Continue the passage comparing taxi dispatch in Paris and San Francisco, picking up after its final sentence and not drawing on the listing.

[START OF Supplied text]

The biggest difference between American taxis and European taxis I've regularly experienced is American taxis are not dispatched. In Paris if I want a cab at my hotel, I call a cab company and they say "Certainly; Marcel will be there in 8 minutes in a black Mercedes". The company picks a specific driver and sends him to me. In San Francisco I call and they say "ok whatever" and hang up on me. Then if I'm lucky the "dispatcher" puts a call out on the radio saying "someone at this address wants a cab". At that moment any of the cabs in earshot can choose to come pick me up if they feel like it, but it's entirely voluntary. Frequently they find a fare on the street before they get to the address, or no one feels like going to that part of town, or whatever else. The end result is a cab might show up anywhere between 2 and 30 minutes and you have no way of knowing. I'm told this has something to do with employment law; the cab drivers are technically independent contractors, not company employees, and so can't be told where to go. So perhaps there's some deeper scam involved in the shoddy service.

[END OF Supplied text]
[START OF Given data]

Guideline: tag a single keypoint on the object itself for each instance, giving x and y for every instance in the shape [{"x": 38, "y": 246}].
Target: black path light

[END OF Given data]

• Reply to the task:
There's no reason American cab companies couldn't provide an Uber-like app which showed customers where the cabs are and helped you get a specific one to come pick you up. But with the monopoly on car service they've enjoyed for so long there was no reason to do that. Apparently there are some exceptions, also third party apps like TaxiMagic. But in every US city I've been in other than Manhattan, taxis don't work out very well. Uber works great.
posted by Nelson at 6:54 AM on June 13 [2 favorites]


Has anyone mentioned Hailo in this thread yet? I live in London, and though I don't catch cabs very often, when I do, I use the Hailo app to summon a black cab. The app works very much like the Uber one, though in my opinion it's much better. I choose to support black cabs and cabbies who've completed the Knowledge.

John Worboys had the knowledge and drove a black cab and is suspected of sexually assaulting over a hundred women (convicted of 12) .
posted by srboisvert at 7:02 AM on June 13


Ayn Rand worshipping ideologues are better company and better people than mob-linked medallion owning rentiers.

When the two groups come into conflict, I side with the Randroids (and the popcorn vendors).
posted by ocschwar at 7:54 AM on June 13 [1 favorite]


But we're playing with fire here, demolishing a semi-public transportation infrastructure like taxis in favor of a libertarian wet-dream private company like Uber.

Semi-public? For who? Not black people, or people who live in the "wrong" neighborhoods, or, on one memorable occasion, me, when I wanted to go from LaGuardia to Brooklyn. The guy just yelled "too far!" at me and drove off.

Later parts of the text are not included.